## INPUT RECORDS
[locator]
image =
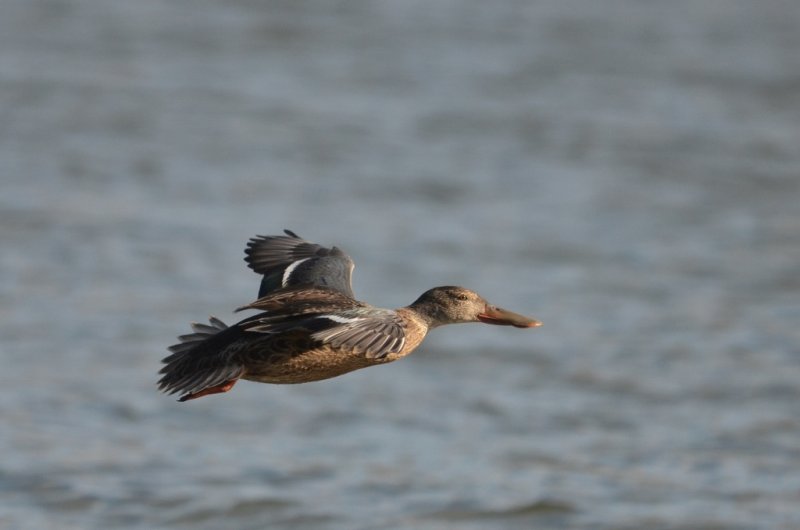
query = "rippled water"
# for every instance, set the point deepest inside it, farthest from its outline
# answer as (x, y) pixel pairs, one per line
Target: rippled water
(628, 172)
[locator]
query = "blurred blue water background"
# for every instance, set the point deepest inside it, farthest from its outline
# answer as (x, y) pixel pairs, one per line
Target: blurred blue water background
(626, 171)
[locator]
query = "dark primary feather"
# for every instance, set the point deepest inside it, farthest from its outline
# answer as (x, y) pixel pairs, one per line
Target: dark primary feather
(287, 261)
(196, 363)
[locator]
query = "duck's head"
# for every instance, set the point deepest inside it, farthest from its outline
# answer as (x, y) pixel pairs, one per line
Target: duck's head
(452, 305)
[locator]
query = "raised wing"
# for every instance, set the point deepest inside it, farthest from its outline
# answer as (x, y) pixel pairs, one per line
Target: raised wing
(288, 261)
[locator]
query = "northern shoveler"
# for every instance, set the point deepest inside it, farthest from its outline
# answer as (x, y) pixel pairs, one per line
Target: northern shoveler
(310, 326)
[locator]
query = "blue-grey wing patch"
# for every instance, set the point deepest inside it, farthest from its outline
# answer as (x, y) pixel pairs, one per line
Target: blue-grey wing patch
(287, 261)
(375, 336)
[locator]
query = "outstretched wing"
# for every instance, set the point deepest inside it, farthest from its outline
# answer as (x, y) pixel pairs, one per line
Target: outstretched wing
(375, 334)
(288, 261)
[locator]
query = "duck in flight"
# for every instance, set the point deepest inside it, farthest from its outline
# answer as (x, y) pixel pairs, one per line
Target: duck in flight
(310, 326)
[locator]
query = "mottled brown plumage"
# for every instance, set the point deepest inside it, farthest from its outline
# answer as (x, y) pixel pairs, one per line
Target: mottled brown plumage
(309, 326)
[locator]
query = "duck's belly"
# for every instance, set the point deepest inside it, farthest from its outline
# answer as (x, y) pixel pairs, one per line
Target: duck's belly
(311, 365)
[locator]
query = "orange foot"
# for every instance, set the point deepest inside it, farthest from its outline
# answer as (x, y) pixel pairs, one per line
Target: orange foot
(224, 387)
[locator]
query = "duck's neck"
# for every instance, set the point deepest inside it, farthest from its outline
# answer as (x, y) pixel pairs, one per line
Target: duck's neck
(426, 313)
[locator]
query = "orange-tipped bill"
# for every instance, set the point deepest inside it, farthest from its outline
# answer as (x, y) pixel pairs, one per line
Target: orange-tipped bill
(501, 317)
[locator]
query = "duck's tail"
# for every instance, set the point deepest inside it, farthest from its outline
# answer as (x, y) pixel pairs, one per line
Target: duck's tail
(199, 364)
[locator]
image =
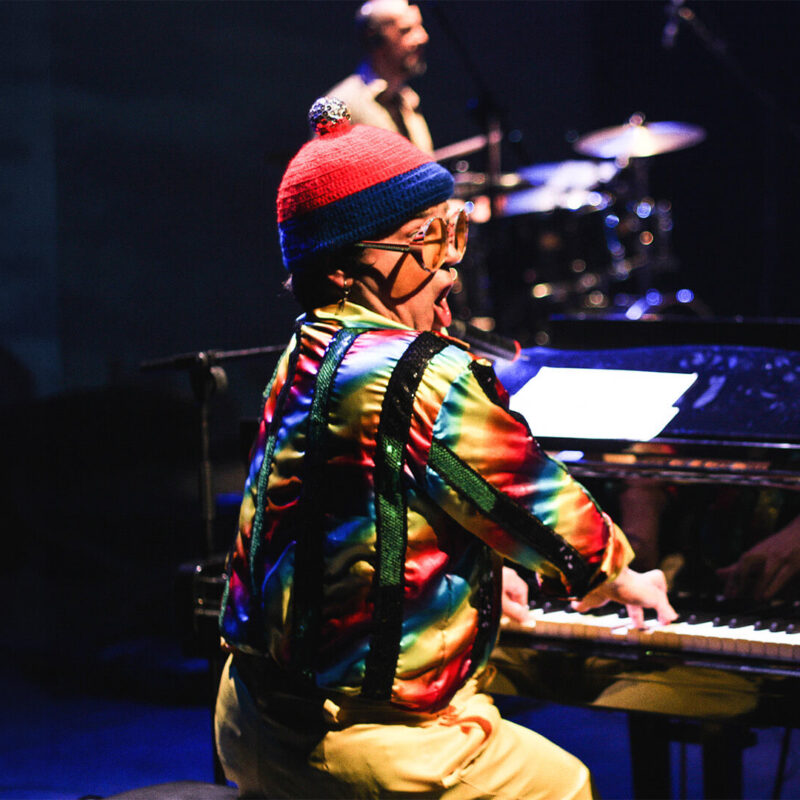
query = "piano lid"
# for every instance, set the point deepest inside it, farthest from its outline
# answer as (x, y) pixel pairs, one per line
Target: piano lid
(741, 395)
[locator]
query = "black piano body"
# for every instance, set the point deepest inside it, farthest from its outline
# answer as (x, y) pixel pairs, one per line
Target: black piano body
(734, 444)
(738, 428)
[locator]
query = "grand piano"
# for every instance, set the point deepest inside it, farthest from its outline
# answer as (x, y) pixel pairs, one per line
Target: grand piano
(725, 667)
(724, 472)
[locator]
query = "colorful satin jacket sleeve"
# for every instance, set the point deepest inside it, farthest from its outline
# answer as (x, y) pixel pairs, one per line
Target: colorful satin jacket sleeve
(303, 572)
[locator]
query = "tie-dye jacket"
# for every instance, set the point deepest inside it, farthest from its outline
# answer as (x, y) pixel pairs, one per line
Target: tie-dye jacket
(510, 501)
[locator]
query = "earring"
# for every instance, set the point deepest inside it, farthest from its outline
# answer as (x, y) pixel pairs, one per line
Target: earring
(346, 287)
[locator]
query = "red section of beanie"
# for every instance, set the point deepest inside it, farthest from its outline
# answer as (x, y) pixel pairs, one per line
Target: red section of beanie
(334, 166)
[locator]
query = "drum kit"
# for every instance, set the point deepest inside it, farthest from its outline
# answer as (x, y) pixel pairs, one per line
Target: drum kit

## PROBLEM DETAILS
Nothing but the pictures may be dropped; output the records above exactly.

## PROBLEM SOLUTION
[locator]
image =
query = "rippled water"
# for every instance, set the point deepest inside it, farthest from its outline
# answer as (x, y) pixel pairs, one per line
Target: rippled water
(628, 172)
[locator]
query = "blurred blue water background"
# for every instance, set the point deepest inside it, farthest from its outline
# answer as (x, y) pixel pairs, one per line
Target: blurred blue water background
(626, 171)
[locator]
query = "dark primary feather"
# for every instance, set the point deepest inside it, farthest from its outline
# answer as (x, y) pixel pairs, one per line
Target: dark primary feather
(287, 261)
(196, 363)
[locator]
query = "duck's head"
# for every instance, set the point deepest inside it, farthest from its outline
# answer as (x, y) pixel pairs, one per line
Target: duck's head
(452, 305)
[locator]
query = "raised wing"
# for every instance, set the point deepest inside it, farthest from its outline
# answer as (x, y) pixel pairs, one per line
Target: raised wing
(288, 261)
[locator]
query = "northern shoveler"
# for every instance, set the point deepest inside it, farthest from its outline
# answer as (x, y) pixel pairs, one per line
Target: northern shoveler
(310, 326)
[locator]
query = "blue-grey wing patch"
# for every instance, set the point deepest inside it, farthest from its outline
# answer as (x, y) pixel pairs, one per line
Target: blue-grey wing patch
(287, 261)
(375, 336)
[locator]
query = "outstretched wing"
# for every instance, set the point deepest inside it, farthest from its outline
# answer as (x, y) pixel pairs, one per line
Target: outstretched wing
(375, 334)
(288, 261)
[locator]
query = "duck in flight"
# for every instance, set the point deepest inside it, farthest from its outline
# answer as (x, y) pixel pairs, one per line
Target: duck in flight
(310, 326)
[locator]
query = "mottled brown plumage"
# for every instance, set the point deepest inside it, farthest from its outline
# answer as (x, y) pixel pairs, one per line
Target: mottled brown plumage
(309, 326)
[locator]
query = "duck's belly"
# for every instance, set the point deepest inside it, farthest from its outline
# answer as (x, y) pixel pairs, one per line
Target: duck's belly
(311, 365)
[locator]
query = "orange foot"
# for every instance, set the point deepest inside it, farthest from its outline
# answer as (x, y) pixel pairs, one per line
Target: orange foot
(224, 387)
[locator]
query = "duck's neck"
# for every instance, set the point deepest inside it, farthest from its outline
# answer as (x, y) pixel pairs, one per line
Target: duck's neck
(426, 313)
[locator]
query = "orange-tipped bill"
# for every instance, set the point deepest inside it, farthest from its outline
# answer as (x, y) pixel pairs, one per line
Target: orange-tipped bill
(501, 317)
[locator]
query = "duck's tail"
# for every instance, set the point deepest inside it, farthest from its outline
# answer as (x, y) pixel pairs, one per line
Target: duck's tail
(199, 364)
[locator]
image =
query = "piano lid"
# for every instance, set the point deepest inside it, farthest from its outline
# answer as (x, y) pixel pairs, one per line
Target: piano lid
(741, 395)
[locator]
query = "black piano body"
# for every instance, set the point deepest inside it, farthest from its outline
# answer as (x, y) pixel pairs, one per line
Target: black piano body
(734, 444)
(738, 428)
[locator]
query = "grand piano"
# for every instance, set the point deepest inside it, farthest from its outline
# answer as (x, y) pixel pairs, one per line
Target: grand piano
(725, 667)
(724, 472)
[locator]
query = "colorful satin jacket sleeve"
# for every instance, set the point deepest inside it, farthest from its outline
# answer as (x, y) pixel pairs, one per line
Target: colorful satin jacket sleeve
(303, 572)
[locator]
query = "tie-dye jacket"
# for every instance, set the point deepest inside it, farthest from its outline
# answer as (x, y) pixel pairs, one per line
Target: tie-dye jacket
(510, 501)
[locator]
query = "earring"
# for every instance, set the point deepest inside it, farthest from its outline
# answer as (x, y) pixel pairs, one per line
Target: earring
(346, 287)
[locator]
query = "red section of beanie"
# for every instance, set the point deepest inside it, farthest from its outline
# answer as (x, y) pixel pairs, one per line
Target: red section of beanie
(334, 166)
[locator]
query = "drum kit"
# for every instance, set the point deepest inside it, farthest from its outline
# answer as (x, y) pixel pairs, one per line
Target: drum kit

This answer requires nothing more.